= Work task =
Show all lines from the listing below that contain "outline".

= Data for review =
=======

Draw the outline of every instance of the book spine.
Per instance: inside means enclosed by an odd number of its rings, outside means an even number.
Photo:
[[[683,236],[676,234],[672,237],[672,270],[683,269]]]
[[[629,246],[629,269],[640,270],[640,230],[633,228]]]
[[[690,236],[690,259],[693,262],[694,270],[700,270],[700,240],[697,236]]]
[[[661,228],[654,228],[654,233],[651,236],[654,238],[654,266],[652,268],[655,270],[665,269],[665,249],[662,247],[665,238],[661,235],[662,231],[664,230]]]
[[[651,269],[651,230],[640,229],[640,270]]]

=======

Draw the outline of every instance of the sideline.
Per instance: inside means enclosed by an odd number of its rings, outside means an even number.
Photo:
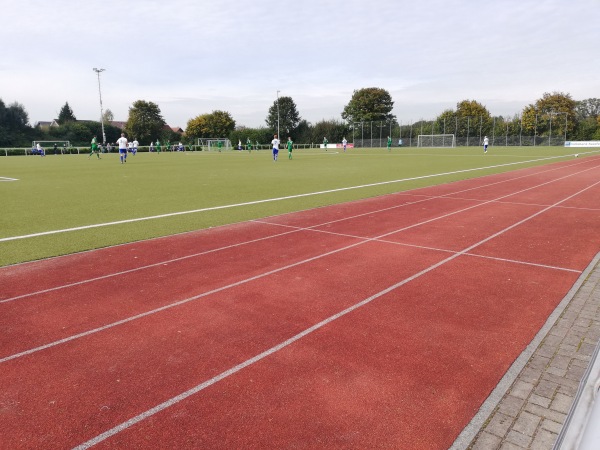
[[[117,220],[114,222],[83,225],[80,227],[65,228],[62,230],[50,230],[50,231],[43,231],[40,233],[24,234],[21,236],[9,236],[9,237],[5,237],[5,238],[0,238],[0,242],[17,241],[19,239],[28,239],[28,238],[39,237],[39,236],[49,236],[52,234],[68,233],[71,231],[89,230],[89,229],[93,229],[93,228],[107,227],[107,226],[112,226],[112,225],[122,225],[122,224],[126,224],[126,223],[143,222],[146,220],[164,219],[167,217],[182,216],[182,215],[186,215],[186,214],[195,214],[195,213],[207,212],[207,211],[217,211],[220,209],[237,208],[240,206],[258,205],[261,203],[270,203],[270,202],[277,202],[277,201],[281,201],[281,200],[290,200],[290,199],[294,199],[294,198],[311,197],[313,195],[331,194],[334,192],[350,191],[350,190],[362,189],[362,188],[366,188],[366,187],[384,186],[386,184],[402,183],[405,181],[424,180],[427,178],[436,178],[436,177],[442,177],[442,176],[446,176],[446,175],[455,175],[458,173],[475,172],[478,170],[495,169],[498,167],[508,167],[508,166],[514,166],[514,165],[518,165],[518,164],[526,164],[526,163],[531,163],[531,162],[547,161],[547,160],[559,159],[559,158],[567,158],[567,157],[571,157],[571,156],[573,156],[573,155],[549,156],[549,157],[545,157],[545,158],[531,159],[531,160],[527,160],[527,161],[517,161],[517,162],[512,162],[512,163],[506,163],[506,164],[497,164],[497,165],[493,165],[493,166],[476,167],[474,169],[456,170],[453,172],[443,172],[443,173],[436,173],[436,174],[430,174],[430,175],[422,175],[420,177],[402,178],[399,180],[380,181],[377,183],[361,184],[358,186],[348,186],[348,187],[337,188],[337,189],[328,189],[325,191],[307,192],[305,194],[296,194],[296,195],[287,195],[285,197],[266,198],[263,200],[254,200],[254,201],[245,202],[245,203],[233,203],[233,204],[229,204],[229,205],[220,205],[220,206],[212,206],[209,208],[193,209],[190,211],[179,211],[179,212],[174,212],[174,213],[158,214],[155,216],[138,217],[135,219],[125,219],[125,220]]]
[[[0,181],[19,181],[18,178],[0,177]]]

=======

= Exercise output =
Draw the outline of every instance of the book spine.
Draw the outline of every instance of the sideline.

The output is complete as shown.